- INSTRUCTIONS TO FOLLOW: Extract every line of the records below word for word, leaving out the pictures.

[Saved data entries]
────────

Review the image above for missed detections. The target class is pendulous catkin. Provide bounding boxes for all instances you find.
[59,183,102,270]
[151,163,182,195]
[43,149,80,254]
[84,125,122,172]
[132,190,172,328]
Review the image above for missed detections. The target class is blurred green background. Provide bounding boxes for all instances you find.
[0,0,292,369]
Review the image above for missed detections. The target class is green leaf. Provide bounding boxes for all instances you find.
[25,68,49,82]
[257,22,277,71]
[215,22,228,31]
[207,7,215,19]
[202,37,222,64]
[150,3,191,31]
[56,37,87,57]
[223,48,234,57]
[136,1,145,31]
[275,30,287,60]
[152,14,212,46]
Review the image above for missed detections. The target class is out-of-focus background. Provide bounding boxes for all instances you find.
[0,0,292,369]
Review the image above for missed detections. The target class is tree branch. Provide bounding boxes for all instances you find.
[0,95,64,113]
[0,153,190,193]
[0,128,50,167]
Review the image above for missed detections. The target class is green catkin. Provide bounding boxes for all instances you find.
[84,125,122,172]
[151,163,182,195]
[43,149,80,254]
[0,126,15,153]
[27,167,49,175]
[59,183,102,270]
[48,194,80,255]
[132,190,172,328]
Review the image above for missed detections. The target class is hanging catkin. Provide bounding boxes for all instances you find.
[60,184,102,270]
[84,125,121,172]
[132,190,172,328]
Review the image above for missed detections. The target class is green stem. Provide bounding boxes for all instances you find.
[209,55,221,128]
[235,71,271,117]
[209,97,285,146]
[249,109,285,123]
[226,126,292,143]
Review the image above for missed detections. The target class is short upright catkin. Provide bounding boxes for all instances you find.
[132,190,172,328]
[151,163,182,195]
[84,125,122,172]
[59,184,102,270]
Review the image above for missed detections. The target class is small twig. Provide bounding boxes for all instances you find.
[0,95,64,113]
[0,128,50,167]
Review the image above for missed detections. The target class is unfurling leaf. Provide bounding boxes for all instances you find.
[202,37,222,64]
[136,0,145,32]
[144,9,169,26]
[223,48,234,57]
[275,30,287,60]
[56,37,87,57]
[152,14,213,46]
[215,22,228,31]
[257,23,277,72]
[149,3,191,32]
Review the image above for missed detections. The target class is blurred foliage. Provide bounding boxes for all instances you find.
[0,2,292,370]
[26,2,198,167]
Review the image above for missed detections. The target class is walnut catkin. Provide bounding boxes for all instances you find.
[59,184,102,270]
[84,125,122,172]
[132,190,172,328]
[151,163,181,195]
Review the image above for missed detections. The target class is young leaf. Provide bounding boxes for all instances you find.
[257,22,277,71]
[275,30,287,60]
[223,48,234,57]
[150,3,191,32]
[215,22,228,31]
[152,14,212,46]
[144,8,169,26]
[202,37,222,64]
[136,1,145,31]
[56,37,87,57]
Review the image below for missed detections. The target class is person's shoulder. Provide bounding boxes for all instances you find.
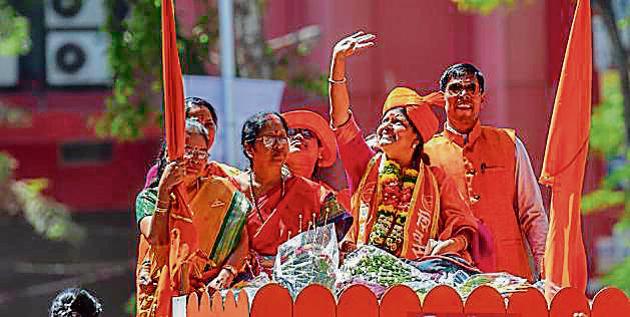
[214,162,243,177]
[481,125,517,143]
[429,165,447,182]
[425,131,448,147]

────────

- IN RESPONSE:
Review the image above for missed detections. The target class is pendulous catkin. Provide bounding boxes for all instances you find.
[59,183,102,270]
[151,163,182,195]
[43,149,80,254]
[84,125,122,172]
[132,190,172,328]
Review the image above for missed detections. The target class is blurred green background. Provide bounding boxes for all instances you find.
[0,0,292,369]
Review the image above for missed detections. The target class is green leaf. Provide bounding boxes for all instances you find.
[25,68,49,82]
[257,22,277,71]
[215,22,228,31]
[207,7,215,19]
[202,37,222,64]
[150,3,191,31]
[56,37,87,57]
[223,48,234,57]
[136,1,145,31]
[275,30,287,60]
[152,14,212,46]
Review the image above for missed detections. The target class is out-of-focus background. Provide bounding boxes for all instances you find.
[0,0,292,369]
Review the image above for missed detections. The target class is tree branch. Provide bounding boxes for all instances you find.
[0,95,64,113]
[0,153,190,193]
[0,128,50,167]
Review the image above for missed detections. The target class is green catkin. Provide bounding boxes for all instances you find.
[84,125,122,172]
[151,163,182,195]
[43,149,80,254]
[0,126,15,153]
[27,167,49,175]
[59,183,102,270]
[48,194,80,255]
[132,190,172,328]
Review the image above for missed detections. The target class is hanging catkin. Provide bounding boxes for all instances you find.
[60,184,102,270]
[84,125,121,172]
[132,190,172,328]
Review the image above for missed detections. The target class is green stem. Provide bounding boxes for all instances you find.
[209,55,221,128]
[235,71,271,117]
[209,97,285,146]
[249,109,285,123]
[226,126,292,143]
Review the image above for missed detections. The target class is short upright catkin. Provide bounding boxes for all instances you find.
[132,190,172,328]
[151,163,182,195]
[84,125,122,172]
[59,184,102,270]
Review the image above for missed detections. The target class is small twig. Provide bounding boxes for all instances you find.
[0,95,64,113]
[0,128,50,167]
Review the image above for missed detections. The target class is unfurling leaf. Provide bounding boxes for all instances you find.
[202,37,222,64]
[136,0,145,32]
[144,9,169,26]
[223,48,234,57]
[275,30,287,60]
[56,37,87,57]
[152,14,213,46]
[215,22,228,31]
[257,23,277,72]
[149,3,191,32]
Review the image above for missed detections. The target class is blurred foliage. Provide bounding boxes for all instances you find.
[0,2,292,370]
[26,2,198,167]
Review the image above for missed detections. The target class is walnut catkin. Provide bounding boxes for all instances you find.
[59,184,102,270]
[84,125,122,172]
[132,190,172,328]
[151,163,181,195]
Review the image above for missed detections. The target class is young leaf. Provide bounding boxes for all instances you find.
[257,22,277,71]
[275,30,287,60]
[223,48,234,57]
[150,3,191,32]
[215,22,228,31]
[152,14,212,46]
[144,8,169,26]
[202,37,222,64]
[136,1,145,31]
[56,37,87,57]
Review the image below for missed detections. The target class is person's shoulder. Provide bounding boxes for all instances you find.
[214,162,243,177]
[481,125,517,143]
[429,165,447,182]
[425,131,448,147]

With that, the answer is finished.